### Requirement
Only the lines from the one that contains "Target: distant peak" through the final line of the entries should be repeated, exactly as written.
BEGIN Given entries
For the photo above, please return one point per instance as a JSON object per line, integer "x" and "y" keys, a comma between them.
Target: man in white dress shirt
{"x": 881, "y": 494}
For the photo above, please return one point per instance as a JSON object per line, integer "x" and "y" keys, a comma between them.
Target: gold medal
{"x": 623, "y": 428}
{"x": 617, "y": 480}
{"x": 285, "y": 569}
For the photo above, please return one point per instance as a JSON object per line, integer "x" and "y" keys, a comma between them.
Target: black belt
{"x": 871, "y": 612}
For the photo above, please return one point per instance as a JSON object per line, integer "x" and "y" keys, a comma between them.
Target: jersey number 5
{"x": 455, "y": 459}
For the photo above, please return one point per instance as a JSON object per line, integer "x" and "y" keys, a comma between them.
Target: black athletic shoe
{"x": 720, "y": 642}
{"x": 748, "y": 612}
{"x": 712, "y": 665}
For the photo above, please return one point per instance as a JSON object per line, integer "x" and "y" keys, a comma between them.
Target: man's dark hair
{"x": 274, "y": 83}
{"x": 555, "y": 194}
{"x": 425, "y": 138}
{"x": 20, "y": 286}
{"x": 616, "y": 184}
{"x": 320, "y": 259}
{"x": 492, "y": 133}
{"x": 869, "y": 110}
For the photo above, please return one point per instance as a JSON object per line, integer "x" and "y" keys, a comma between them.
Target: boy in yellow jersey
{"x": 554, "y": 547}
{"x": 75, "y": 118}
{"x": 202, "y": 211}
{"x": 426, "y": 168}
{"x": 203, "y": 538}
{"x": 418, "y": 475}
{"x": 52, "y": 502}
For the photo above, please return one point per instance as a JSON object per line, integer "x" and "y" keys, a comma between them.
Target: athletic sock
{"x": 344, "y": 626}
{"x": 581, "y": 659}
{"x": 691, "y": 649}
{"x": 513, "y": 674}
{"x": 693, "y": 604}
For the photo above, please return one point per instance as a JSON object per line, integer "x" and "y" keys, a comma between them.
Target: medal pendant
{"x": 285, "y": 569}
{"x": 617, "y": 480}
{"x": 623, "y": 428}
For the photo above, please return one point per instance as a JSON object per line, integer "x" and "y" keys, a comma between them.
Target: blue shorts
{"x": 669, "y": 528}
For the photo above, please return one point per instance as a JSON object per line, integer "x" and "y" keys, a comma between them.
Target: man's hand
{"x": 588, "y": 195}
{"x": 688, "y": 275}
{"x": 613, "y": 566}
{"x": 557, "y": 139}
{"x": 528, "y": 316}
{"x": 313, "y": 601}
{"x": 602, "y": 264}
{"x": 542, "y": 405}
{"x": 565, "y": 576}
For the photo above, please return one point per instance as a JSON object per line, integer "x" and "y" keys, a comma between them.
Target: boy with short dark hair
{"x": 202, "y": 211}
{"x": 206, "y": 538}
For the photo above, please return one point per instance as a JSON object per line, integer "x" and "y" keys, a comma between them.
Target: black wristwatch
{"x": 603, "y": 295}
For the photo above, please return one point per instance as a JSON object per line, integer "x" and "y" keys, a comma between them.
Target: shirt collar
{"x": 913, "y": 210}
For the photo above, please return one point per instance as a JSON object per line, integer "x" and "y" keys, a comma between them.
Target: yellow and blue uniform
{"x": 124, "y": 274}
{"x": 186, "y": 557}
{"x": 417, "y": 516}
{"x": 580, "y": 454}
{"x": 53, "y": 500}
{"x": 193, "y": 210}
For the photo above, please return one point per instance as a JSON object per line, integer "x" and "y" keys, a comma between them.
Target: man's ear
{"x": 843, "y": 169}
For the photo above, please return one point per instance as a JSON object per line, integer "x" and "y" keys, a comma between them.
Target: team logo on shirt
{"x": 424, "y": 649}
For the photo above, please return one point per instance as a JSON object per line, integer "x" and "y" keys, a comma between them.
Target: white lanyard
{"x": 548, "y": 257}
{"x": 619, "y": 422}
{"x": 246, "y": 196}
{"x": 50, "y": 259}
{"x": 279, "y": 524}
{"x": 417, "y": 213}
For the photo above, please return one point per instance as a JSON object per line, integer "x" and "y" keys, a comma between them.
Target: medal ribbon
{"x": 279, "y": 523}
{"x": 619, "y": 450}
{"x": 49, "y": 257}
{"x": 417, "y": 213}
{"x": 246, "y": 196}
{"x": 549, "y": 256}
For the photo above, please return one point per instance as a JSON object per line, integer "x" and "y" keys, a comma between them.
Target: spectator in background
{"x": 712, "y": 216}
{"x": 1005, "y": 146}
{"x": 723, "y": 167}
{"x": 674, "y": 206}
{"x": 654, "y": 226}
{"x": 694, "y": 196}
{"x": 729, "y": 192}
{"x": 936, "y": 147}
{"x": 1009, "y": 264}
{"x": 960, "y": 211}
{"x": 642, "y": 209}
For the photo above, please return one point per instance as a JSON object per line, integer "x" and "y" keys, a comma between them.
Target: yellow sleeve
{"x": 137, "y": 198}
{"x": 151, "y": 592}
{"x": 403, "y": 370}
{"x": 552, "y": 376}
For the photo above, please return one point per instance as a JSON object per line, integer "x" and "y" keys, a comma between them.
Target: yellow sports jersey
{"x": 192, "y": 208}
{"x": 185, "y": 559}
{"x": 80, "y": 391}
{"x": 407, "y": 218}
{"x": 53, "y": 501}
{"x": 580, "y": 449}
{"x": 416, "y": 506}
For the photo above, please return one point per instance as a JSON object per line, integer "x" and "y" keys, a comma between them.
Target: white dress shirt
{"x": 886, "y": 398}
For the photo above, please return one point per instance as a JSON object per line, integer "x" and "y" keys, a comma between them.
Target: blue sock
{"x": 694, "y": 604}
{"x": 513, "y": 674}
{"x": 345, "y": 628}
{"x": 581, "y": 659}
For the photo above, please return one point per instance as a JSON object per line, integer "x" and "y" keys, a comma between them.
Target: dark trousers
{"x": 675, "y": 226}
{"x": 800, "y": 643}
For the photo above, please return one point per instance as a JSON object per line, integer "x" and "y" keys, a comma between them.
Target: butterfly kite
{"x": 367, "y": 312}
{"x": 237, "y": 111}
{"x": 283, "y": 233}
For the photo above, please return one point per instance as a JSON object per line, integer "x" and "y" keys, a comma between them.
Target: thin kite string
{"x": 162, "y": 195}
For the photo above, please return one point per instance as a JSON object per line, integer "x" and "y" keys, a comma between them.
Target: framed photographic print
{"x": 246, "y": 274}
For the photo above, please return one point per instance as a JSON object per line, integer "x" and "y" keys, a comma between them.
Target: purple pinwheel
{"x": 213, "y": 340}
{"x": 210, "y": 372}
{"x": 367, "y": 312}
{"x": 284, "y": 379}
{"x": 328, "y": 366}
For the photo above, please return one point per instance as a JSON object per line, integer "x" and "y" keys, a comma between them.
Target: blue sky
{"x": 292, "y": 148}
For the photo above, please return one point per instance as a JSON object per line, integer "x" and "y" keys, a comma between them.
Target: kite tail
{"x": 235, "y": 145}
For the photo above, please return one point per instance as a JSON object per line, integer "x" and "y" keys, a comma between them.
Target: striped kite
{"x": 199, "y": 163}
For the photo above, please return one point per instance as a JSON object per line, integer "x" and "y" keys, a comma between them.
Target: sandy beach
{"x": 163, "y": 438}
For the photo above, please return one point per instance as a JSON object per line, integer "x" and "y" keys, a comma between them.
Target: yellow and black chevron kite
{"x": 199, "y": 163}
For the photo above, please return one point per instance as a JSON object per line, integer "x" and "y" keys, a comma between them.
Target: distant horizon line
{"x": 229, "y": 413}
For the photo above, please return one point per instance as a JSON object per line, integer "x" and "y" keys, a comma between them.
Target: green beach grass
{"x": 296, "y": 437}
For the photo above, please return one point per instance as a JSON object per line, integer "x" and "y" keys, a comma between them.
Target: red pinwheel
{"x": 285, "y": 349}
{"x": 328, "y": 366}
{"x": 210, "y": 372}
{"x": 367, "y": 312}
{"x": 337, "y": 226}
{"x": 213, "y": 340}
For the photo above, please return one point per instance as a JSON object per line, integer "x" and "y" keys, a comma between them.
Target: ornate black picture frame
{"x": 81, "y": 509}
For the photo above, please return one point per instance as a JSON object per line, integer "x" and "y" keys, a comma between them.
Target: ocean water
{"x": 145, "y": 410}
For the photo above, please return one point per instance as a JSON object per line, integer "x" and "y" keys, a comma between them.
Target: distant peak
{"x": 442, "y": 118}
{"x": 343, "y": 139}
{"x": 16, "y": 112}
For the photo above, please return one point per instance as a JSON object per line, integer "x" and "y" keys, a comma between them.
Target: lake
END Given entries
### Task response
Target: distant peak
{"x": 442, "y": 118}
{"x": 343, "y": 139}
{"x": 16, "y": 112}
For the photo above, please return one point per instance as a JSON object per line, integer "x" and "y" keys, a comma between them.
Target: lake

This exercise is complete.